- _THE REQUEST_:
Exactly as written, print each record in the listing.
>> Start ENTRIES SHOWN
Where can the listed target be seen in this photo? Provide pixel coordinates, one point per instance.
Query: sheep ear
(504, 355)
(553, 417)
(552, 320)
>> End ENTRIES SHOWN
- _REPLY TO THE TASK_:
Where can the listed target be seen in this photo? Provide pixel coordinates, one point per instance.
Query: sheep ear
(504, 355)
(553, 417)
(552, 320)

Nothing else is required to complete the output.